▶ [Data provided]
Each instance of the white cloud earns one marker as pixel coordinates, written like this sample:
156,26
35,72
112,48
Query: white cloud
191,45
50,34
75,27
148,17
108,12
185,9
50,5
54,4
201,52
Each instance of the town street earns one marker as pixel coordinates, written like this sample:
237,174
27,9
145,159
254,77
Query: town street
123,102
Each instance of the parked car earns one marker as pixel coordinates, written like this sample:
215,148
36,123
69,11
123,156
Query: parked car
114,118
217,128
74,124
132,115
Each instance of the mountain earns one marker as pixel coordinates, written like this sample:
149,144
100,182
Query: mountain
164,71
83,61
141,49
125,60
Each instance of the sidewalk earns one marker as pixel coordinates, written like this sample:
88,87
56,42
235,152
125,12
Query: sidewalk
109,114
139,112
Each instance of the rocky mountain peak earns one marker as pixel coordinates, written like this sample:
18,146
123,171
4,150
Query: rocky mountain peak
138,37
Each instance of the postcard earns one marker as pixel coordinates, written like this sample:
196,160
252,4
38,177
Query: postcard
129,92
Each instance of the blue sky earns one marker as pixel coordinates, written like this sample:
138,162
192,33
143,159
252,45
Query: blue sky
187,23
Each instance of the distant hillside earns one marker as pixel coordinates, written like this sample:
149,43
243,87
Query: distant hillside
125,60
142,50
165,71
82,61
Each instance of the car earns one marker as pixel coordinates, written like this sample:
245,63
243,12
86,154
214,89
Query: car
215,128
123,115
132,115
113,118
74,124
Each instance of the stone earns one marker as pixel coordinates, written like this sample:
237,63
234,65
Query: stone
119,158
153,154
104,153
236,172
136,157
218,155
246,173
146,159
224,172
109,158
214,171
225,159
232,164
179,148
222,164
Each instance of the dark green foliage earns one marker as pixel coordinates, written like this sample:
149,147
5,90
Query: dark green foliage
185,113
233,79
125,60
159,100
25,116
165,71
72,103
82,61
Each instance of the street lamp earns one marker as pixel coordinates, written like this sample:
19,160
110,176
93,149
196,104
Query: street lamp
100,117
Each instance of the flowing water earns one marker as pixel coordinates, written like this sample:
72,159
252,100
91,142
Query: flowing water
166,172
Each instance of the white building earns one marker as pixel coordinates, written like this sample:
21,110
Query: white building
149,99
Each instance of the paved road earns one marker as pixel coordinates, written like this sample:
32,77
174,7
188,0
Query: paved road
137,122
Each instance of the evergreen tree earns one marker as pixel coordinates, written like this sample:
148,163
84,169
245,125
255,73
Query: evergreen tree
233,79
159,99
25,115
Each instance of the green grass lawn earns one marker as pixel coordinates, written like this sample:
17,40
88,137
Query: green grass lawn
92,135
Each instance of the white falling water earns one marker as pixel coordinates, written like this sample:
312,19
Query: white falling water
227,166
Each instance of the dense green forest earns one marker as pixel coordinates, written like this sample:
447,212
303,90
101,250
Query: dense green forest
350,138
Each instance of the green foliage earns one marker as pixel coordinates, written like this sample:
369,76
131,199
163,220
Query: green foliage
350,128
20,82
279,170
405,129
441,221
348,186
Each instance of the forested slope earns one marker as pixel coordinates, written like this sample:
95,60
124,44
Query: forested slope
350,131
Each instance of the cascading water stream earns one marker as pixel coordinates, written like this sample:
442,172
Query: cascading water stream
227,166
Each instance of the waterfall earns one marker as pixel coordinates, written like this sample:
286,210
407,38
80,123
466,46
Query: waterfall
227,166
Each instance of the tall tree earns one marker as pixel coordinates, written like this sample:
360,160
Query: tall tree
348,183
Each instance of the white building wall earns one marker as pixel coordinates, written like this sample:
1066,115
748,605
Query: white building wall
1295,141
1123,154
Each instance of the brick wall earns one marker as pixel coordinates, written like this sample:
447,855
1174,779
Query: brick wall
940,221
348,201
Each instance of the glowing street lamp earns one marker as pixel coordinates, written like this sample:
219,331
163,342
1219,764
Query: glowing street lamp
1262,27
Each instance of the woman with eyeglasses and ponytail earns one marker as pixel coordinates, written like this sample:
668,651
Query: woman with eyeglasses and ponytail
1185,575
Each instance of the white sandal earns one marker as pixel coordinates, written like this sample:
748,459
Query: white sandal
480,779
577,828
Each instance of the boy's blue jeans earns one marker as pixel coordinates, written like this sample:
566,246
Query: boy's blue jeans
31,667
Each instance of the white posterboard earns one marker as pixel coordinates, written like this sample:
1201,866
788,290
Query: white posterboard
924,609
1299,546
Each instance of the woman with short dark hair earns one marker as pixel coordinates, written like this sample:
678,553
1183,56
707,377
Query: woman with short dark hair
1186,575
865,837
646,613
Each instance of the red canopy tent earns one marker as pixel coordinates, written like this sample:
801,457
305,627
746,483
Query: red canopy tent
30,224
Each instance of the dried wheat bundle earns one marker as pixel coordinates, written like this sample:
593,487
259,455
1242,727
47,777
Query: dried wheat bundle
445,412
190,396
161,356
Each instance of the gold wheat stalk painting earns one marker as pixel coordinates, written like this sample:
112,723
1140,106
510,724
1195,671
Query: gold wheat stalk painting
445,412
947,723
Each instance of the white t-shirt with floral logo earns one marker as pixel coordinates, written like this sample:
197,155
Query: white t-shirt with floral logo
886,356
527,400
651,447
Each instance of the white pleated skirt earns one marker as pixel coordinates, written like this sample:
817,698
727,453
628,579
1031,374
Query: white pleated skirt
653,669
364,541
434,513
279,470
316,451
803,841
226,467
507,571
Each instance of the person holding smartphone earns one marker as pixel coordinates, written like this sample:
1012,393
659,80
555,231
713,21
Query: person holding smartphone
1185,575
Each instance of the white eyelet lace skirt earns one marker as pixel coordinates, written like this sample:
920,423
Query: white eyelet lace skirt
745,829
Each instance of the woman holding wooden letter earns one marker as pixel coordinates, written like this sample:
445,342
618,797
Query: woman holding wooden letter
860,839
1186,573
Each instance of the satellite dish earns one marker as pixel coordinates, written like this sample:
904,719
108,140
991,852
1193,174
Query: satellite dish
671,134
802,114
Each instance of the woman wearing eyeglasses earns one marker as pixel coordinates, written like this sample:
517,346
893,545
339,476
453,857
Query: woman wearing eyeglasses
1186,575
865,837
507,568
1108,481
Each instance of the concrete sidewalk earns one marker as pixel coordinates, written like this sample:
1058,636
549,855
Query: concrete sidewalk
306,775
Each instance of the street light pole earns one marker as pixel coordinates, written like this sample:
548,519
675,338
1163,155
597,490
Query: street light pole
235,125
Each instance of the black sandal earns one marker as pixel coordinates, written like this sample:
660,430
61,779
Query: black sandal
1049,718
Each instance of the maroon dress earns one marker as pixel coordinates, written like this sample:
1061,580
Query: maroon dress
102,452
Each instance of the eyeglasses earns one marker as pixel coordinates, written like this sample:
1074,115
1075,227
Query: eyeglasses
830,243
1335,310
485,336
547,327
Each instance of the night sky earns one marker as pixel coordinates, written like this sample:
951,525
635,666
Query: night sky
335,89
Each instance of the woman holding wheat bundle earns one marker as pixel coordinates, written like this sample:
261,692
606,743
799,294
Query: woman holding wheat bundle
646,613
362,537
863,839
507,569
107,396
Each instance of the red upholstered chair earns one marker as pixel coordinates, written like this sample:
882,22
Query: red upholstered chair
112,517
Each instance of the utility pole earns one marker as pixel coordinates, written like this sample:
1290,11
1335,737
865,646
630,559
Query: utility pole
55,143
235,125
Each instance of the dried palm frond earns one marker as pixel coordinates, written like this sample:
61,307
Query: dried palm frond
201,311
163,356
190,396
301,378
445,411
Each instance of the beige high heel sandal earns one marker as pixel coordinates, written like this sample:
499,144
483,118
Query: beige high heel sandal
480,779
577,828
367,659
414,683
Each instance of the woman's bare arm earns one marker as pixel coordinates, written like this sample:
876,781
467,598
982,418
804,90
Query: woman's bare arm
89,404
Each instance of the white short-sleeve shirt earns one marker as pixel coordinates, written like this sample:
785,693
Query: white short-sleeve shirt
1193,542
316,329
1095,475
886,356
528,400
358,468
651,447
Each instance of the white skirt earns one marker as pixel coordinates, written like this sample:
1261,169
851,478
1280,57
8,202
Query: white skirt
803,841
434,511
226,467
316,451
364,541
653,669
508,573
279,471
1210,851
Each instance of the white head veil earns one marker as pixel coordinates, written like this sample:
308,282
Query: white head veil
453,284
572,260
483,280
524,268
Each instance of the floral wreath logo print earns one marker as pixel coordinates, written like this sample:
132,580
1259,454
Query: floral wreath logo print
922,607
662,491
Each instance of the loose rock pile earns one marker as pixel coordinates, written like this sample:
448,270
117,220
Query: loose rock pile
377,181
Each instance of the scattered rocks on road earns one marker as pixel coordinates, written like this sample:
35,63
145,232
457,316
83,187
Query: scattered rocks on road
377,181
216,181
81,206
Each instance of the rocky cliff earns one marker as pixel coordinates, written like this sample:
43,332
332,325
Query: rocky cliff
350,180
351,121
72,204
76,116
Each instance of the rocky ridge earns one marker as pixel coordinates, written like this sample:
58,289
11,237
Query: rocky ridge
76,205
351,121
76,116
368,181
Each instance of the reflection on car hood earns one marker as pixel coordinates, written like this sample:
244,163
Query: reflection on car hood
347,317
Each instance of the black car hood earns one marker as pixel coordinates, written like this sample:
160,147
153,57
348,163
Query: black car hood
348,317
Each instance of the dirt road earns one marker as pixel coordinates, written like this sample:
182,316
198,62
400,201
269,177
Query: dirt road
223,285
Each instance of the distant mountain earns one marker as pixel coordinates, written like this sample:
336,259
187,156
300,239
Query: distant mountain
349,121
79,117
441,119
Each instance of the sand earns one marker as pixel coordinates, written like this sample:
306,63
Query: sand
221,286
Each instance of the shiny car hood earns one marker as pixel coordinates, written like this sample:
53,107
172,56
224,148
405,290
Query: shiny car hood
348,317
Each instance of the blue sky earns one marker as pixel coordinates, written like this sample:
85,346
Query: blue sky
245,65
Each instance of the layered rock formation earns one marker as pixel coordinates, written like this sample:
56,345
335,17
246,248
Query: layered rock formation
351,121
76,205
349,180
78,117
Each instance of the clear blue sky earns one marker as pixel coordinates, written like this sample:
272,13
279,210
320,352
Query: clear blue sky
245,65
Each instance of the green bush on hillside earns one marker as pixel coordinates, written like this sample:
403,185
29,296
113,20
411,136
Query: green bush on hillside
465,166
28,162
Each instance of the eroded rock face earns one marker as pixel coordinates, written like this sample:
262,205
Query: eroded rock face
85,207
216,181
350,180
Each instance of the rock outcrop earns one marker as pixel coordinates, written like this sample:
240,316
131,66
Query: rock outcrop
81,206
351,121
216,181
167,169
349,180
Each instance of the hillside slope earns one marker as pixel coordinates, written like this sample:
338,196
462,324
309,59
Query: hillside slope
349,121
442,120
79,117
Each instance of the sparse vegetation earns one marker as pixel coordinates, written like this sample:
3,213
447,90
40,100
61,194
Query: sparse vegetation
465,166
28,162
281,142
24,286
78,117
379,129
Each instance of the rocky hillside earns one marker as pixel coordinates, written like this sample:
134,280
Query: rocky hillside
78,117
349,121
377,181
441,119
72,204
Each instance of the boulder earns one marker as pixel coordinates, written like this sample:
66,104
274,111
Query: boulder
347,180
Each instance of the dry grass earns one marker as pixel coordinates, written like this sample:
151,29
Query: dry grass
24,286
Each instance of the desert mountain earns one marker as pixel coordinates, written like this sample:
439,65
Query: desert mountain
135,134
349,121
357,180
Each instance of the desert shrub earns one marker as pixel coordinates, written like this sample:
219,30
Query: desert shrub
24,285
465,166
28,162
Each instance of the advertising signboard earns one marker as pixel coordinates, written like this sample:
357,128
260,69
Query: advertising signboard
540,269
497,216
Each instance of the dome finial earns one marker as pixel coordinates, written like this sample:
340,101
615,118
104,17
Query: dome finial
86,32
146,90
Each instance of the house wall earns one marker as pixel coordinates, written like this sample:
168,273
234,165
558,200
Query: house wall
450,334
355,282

▶ [Task requirements]
Considering only the material above, set down every line from the one with "Each instance of the street lamp" to the one with "Each instance of the flowing", inclusive, exactly as written.

▶ [Output of the task]
Each instance of the street lamp earns one marker as pixel coordinates, written like this sample:
19,160
110,176
93,149
196,104
Query: street lamp
100,117
Each instance of the flowing water earns one marker as pixel coordinates, written like this sample:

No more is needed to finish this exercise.